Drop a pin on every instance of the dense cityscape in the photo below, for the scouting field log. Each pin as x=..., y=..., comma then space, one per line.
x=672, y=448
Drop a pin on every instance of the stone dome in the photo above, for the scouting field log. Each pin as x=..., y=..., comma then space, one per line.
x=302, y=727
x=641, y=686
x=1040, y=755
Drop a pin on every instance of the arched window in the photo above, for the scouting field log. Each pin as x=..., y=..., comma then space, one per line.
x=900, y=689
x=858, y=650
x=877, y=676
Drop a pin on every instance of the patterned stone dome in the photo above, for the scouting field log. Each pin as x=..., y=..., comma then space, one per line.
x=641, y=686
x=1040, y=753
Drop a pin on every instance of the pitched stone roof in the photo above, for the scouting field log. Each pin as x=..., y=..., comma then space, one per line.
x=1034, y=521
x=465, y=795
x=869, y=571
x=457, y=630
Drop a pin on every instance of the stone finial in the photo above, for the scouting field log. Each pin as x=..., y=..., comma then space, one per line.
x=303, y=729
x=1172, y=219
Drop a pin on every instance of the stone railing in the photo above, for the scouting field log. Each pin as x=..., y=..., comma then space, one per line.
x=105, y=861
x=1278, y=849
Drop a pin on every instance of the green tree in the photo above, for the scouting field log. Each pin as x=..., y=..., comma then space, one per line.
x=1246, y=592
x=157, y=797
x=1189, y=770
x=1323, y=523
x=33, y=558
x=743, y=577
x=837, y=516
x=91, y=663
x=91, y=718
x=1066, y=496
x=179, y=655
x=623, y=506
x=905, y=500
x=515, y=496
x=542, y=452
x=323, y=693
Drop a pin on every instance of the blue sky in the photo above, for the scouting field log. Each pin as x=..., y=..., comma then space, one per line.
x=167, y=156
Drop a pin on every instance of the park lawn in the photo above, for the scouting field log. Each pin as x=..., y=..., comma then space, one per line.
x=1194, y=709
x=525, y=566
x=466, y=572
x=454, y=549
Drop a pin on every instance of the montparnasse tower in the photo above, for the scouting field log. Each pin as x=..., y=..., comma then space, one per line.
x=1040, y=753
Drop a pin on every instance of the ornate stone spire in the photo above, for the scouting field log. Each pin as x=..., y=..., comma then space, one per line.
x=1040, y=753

WORK ITEM: So that nothing is lost, please repeat all of the entries exactly.

SOLUTION FOR THIS EXERCISE:
Drop a pin on every instance of the dense cityscape in the photo below, for the scouting field log. Each pin as x=..., y=..., comma then space, one per line.
x=672, y=448
Drop a pin on every instance of the stone dome in the photo above, for the scouting field log. Each pin as x=..., y=..., comma then space, one per line.
x=302, y=727
x=641, y=686
x=1040, y=755
Drop a pin on every instance of the arched window in the photo above, for the scouting field log. Each pin as x=..., y=..., comma then space, one per line.
x=900, y=689
x=858, y=650
x=877, y=676
Drop a pin on every instance of the patterned stone dome in the photo above, for the scouting field log. Each pin as x=..., y=..., comma then space, one per line.
x=641, y=686
x=1040, y=753
Drop a pin on every instance of the pitched stone roof in the photo above, for the scouting field log. Each pin as x=..., y=..., comma then space, one per line.
x=1034, y=521
x=465, y=795
x=869, y=571
x=457, y=630
Drop a pin on every instance of the stone finial in the photo above, for the scouting field log. Each pin as x=..., y=..., comma then space, one per line.
x=303, y=729
x=1172, y=219
Drop a pin on every instance of the stone railing in the photo above, for the scouting field log. Each pin as x=..., y=..., comma then space, one per line.
x=105, y=861
x=1278, y=849
Drop a pin on every instance of the green tree in the photo above, for the scouting field log. Each pin as x=..., y=..., comma then space, one per line.
x=1246, y=592
x=157, y=797
x=1189, y=770
x=1323, y=523
x=33, y=558
x=743, y=577
x=837, y=516
x=91, y=663
x=91, y=718
x=1066, y=496
x=179, y=655
x=623, y=506
x=905, y=500
x=515, y=496
x=542, y=452
x=323, y=693
Drop a pin on every instance of the blue sky in the photo above, for the scouting field log. Each pin as x=..., y=..., comma then space, one per line.
x=167, y=156
Drop a pin on every instance of the park lawn in the photo above, for the scouting field log. Each pin as x=..., y=..., comma then space, one per line.
x=1194, y=709
x=525, y=566
x=466, y=572
x=454, y=549
Drop a pin on every instance of the montparnasse tower in the photo above, for the scouting field log. Each pin as x=..., y=..., comma then space, one per line.
x=1040, y=753
Drop a pin on every instance of the ornate stone spire in the photo above, for the scouting field log. Each pin as x=..., y=..., comma then space, one per line.
x=1040, y=753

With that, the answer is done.